◆ **WHAT THE EXERCISE ASKS**
Can you find every line in the listing below that contains the string "target" and copy each of those lines in full?

◆ **GIVEN RECORDS**
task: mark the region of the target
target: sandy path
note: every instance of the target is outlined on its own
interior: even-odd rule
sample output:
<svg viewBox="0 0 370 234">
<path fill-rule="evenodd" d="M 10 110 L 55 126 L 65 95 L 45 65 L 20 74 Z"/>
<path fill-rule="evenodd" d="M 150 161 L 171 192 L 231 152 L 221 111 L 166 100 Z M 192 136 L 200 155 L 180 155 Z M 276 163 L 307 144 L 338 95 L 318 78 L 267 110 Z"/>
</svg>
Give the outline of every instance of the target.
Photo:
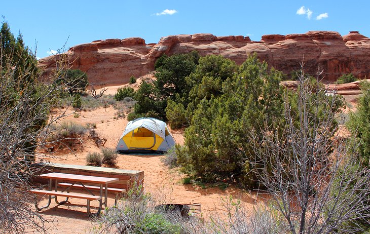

◆ **RESULT OF THIS TASK**
task: mark the region of the target
target: sandy path
note: every instance of the target is outlined on its own
Give the outline of every instance of the target.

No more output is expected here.